In 2019, South Africa’s National Treasury called for reform, arguing that South Africa was “facing a slow-burn economic crisis”. The COVID-19 pandemic has accelerated the onset of this crisis. It has caused a sharp and rapid deterioration in South Africa’s growth prospects and corresponding increases in poverty, unemployment, inequality, business profitability, investment, and macroeconomic risks. The gains achieved by South Africa’s investments in reform and growth since the advent of democracy in 1994 – by successive governments, the business community, and an array of other stakeholders – are all but gone. It is time for firms, managers and policymakers alike to engage in the application of new thinking on how to achieve sustained growth and prosperity.
Earlier this year, in partnership with CSIR2, TIPS3 and the TIA4, the BRG Institute challenged an expert audience in Pretoria to think differently about South Africa’s economic growth problems, and its industrial policy.5 By applying the dynamic capabilities framework6 to the South African context, our aspiration is to advance a new paradigm that is firm-centric, system-aware, and capabilities-led. Through a new partnership with the Gordon Institute of Business Science at the University of Pretoria, the BRG Institute intends to make practical, evidence-based contributions to the development of industrial policymaking as well as to the capabilities of managers, entrepreneurs and firms in South Africa. The goal of these contributions is to provide tools for firms and policy makers to improve innovation, productivity and competitiveness over the longer term while minimising the economic impacts of COVID-19 in the short run. This includes improved ability to take advantage of the fourth industrial revolution, to maximise the opportunities it offers while minimising its potential costs.

▶ **Records shown**:

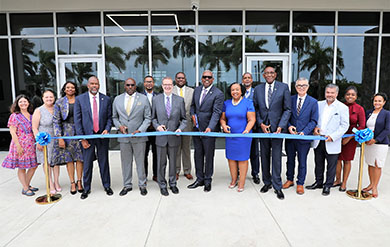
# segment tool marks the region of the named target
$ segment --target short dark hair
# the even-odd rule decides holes
[[[77,87],[76,83],[74,83],[73,81],[67,81],[67,82],[65,82],[65,84],[61,88],[61,97],[65,97],[65,95],[66,95],[65,88],[66,88],[66,85],[68,85],[69,83],[74,86],[75,96],[79,95],[79,88]]]
[[[11,113],[20,113],[19,101],[21,99],[26,99],[28,101],[27,111],[30,114],[33,114],[34,106],[31,104],[31,100],[24,94],[20,94],[18,97],[16,97],[14,103],[12,103],[11,108],[10,108]]]

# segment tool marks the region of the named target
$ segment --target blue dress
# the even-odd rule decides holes
[[[232,100],[226,100],[223,104],[227,125],[231,133],[242,133],[248,123],[247,113],[255,112],[253,102],[243,98],[238,105],[233,105]],[[252,130],[250,131],[252,132]],[[252,138],[226,137],[226,158],[229,160],[245,161],[249,159]]]

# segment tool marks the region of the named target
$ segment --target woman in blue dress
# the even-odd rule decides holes
[[[256,121],[255,108],[250,99],[244,98],[245,87],[237,82],[229,87],[231,100],[226,100],[220,119],[225,133],[250,133]],[[246,173],[248,171],[248,159],[251,150],[252,138],[226,137],[226,158],[228,159],[232,181],[229,188],[238,185],[238,192],[244,191]],[[238,170],[240,179],[237,183]]]

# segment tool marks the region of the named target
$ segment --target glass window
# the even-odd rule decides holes
[[[0,35],[7,35],[7,19],[5,14],[0,14]]]
[[[195,12],[152,12],[152,31],[195,32]]]
[[[339,12],[339,33],[378,33],[379,12]]]
[[[195,86],[195,42],[193,36],[153,36],[153,76],[156,85],[161,85],[165,76],[174,79],[182,71],[186,74],[188,86]]]
[[[214,84],[227,96],[227,87],[241,81],[242,36],[199,36],[199,64],[199,73],[213,71]]]
[[[54,39],[13,39],[12,54],[16,94],[29,96],[35,107],[41,105],[45,89],[56,91]]]
[[[57,13],[58,34],[100,33],[100,13]]]
[[[288,32],[288,11],[246,11],[246,32]]]
[[[335,12],[294,11],[293,32],[333,33]]]
[[[10,14],[13,35],[54,34],[53,14]]]
[[[247,36],[245,52],[288,52],[288,36]]]
[[[58,38],[58,54],[102,54],[101,38]]]
[[[121,94],[128,77],[142,89],[143,78],[149,75],[148,37],[106,37],[105,46],[107,94]]]
[[[337,60],[339,98],[344,95],[346,87],[352,84],[368,96],[359,97],[357,102],[369,109],[369,96],[375,92],[378,37],[339,37],[337,45],[340,50],[340,58]]]
[[[7,128],[9,106],[12,104],[12,86],[9,65],[8,40],[0,39],[0,128]]]
[[[199,32],[242,32],[242,11],[199,11]]]
[[[310,81],[308,94],[324,99],[324,89],[333,78],[333,37],[295,36],[292,44],[291,93],[296,94],[295,81],[305,77]]]
[[[104,13],[105,33],[148,32],[148,12],[112,12]]]

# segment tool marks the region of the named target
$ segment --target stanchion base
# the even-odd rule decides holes
[[[49,202],[47,195],[43,195],[35,199],[35,202],[41,205],[46,205],[46,204],[58,202],[59,200],[61,200],[61,198],[62,198],[61,194],[50,195],[51,201]]]
[[[372,199],[372,195],[368,192],[365,192],[365,191],[362,191],[361,194],[360,194],[360,197],[358,196],[358,191],[357,190],[348,190],[347,192],[347,195],[349,197],[352,197],[354,199],[358,199],[358,200],[370,200]]]

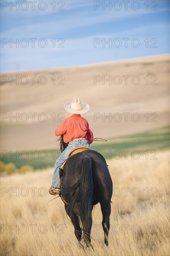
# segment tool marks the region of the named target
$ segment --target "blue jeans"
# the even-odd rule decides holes
[[[93,150],[92,148],[90,146],[87,141],[85,139],[70,141],[65,149],[61,153],[55,162],[55,169],[53,174],[52,179],[52,185],[53,187],[59,187],[59,170],[60,167],[67,158],[69,153],[74,149],[74,148],[80,147],[89,148]]]

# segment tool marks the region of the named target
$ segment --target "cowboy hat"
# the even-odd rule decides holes
[[[64,107],[67,112],[72,114],[85,113],[90,109],[89,105],[83,103],[79,98],[74,98],[71,103],[66,102]]]

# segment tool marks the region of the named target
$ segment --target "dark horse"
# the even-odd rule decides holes
[[[61,137],[61,152],[66,146]],[[69,158],[60,177],[60,195],[74,225],[75,235],[78,242],[83,241],[88,247],[92,247],[92,210],[94,205],[100,203],[105,243],[107,246],[112,182],[103,156],[96,151],[87,150]]]

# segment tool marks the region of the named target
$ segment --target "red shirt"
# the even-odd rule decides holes
[[[55,129],[55,133],[56,136],[64,135],[64,141],[66,143],[74,139],[84,137],[89,144],[92,143],[93,140],[93,134],[89,128],[87,120],[79,114],[73,114],[66,118],[63,123]]]

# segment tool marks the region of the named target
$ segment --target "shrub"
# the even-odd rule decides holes
[[[5,165],[5,171],[7,174],[13,174],[16,172],[17,169],[13,162],[10,162]]]
[[[2,161],[0,161],[0,173],[4,172],[5,163]]]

▶ **Work task**: Quote the stretch of the text on South Africa's economy from "In 2019, South" through "growth and prosperity.". Rely only on the text about South Africa's economic crisis and growth for what comes next.

▶ **Expected answer**:
In 2019, South Africa’s National Treasury called for reform, arguing that South Africa was “facing a slow-burn economic crisis”. The COVID-19 pandemic has accelerated the onset of this crisis. It has caused a sharp and rapid deterioration in South Africa’s growth prospects and corresponding increases in poverty, unemployment, inequality, business profitability, investment, and macroeconomic risks. The gains achieved by South Africa’s investments in reform and growth since the advent of democracy in 1994 – by successive governments, the business community, and an array of other stakeholders – are all but gone. It is time for firms, managers and policymakers alike to engage in the application of new thinking on how to achieve sustained growth and prosperity.